◆ SET PROBLEM ◆
Please copy the forum post on natural language processing below, word for word and in full.

◆ PASSAGE GIVEN ◆
* * * * * * * * *
Cor Ligthert said:
You make a good point, Cor. Sometimes key text is buried in images,
non-standard binaries, internal file compression, and encryption. This can
be really frustrating. However, your point alludes to the most interesting
part of the question.
The beginning for pulling text out of these other formats in a generic way
falls to Natural Language Processing or NLP because language has a
mathematical signature that corresponds to the myriad of rules that apply to
spelling and grammar. In spite of all the spectacular claims, no-one has
NLP - not yet. The foundation of NLP is contextualisation, which has been
the focus of languages such as XML. However, as the folks at Brown
University soon discovered, there are also issues of core structure versus
extensible features of language that vary from node type to node type in
structural hierarchy of communication. Did I mention that language is not
compatible with well-formed hierarchies due to the frequency of two way
ambiguity in word meanings (and often function). Thus context is drawn from
structure, which itself could be any one of a number of possibilities that
cannot always be resolved from structure. Consider the meaning of the word,
"green" in the following examples:
1. The green recruit
2. The green passenger
3. The green corporation
4. The green thumb
In each case the meaning of green depends on the definition of the
applicable noun.
Nobody's clear on a system, and when you compare the effectiveness of .NET
as a language unto itself - it emerges that there may well be some errors in
the conventional academic perception of linguistic structure. Linguists hold
the verb, for example, as an equal classification to the noun when
considering parts of speech - but in the Microsoft class system, a verb is
meagerly a sub-part of the noun. The Microsoft system works very well, so
perhaps the engineering proves they got something right in this
department...?
In any case, we have a long way to go, even if the data and analyses being
accumulated are fascinating.
* * * * * * * * *
◆ SUPPLIED RECORDS ◆
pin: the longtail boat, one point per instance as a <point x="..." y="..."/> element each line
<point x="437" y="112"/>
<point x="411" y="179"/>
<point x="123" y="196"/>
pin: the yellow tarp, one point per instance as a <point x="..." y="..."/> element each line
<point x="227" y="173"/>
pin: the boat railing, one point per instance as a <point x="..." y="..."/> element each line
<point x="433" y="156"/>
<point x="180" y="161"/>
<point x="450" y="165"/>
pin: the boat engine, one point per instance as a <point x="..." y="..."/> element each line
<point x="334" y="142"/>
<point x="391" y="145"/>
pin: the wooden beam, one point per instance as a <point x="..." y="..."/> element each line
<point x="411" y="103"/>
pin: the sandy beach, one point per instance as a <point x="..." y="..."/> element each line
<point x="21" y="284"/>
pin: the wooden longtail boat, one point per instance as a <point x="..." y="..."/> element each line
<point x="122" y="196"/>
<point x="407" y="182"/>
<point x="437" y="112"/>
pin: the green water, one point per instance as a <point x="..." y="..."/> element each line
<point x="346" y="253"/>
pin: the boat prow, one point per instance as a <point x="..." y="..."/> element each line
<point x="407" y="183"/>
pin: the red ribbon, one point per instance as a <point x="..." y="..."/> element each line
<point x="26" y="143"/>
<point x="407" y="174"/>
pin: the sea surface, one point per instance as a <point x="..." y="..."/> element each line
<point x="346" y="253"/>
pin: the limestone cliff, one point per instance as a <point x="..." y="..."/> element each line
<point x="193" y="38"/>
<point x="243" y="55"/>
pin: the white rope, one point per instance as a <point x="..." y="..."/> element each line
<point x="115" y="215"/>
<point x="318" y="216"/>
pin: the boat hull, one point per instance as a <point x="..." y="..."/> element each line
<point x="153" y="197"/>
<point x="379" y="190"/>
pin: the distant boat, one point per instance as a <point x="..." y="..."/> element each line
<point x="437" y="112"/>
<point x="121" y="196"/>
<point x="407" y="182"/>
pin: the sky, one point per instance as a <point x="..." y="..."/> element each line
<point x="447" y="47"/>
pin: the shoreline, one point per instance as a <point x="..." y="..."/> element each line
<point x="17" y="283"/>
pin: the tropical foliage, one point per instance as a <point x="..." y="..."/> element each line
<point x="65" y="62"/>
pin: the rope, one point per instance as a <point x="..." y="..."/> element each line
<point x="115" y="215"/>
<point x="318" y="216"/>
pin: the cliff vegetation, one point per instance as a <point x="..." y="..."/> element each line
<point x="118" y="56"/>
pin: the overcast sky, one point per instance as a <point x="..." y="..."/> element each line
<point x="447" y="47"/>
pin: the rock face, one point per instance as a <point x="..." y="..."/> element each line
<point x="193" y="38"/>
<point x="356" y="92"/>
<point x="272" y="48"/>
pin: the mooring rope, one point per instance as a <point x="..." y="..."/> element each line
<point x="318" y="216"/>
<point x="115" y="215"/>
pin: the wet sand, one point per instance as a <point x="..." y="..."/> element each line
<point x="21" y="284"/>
* * * * * * * * *
◆ FULL OUTPUT ◆
Cor Ligthert said:
You make a good point, Cor. Sometimes key text is buried in images,
non-standard binaries, internal file compression, and encryption. This can
be really frustrating. However, your point alludes to the most interesting
part of the question.
The beginning for pulling text out of these other formats in a generic way
falls to Natural Language Processing or NLP because language has a
mathematical signature that corresponds to the myriad of rules that apply to
spelling and grammar. In spite of all the spectacular claims, no-one has
NLP - not yet. The foundation of NLP is contextualisation, which has been
the focus of languages such as XML. However, as the folks at Brown
University soon discovered, there are also issues of core structure versus
extensible features of language that vary from node type to node type in
structural hierarchy of communication. Did I mention that language is not
compatible with well-formed hierarchies due to the frequency of two way
ambiguity in word meanings (and often function). Thus context is drawn from
structure, which itself could be any one of a number of possibilities that
cannot always be resolved from structure. Consider the meaning of the word,
"green" in the following examples:
1. The green recruit
2. The green passenger
3. The green corporation
4. The green thumb
In each case the meaning of green depends on the definition of the
applicable noun.
Nobody's clear on a system, and when you compare the effectiveness of .NET
as a language unto itself - it emerges that there may well be some errors in
the conventional academic perception of linguistic structure. Linguists hold
the verb, for example, as an equal classification to the noun when
considering parts of speech - but in the Microsoft class system, a verb is
meagerly a sub-part of the noun. The Microsoft system works very well, so
perhaps the engineering proves they got something right in this
department...?
In any case, we have a long way to go, even if the data and analyses being
accumulated are fascinating.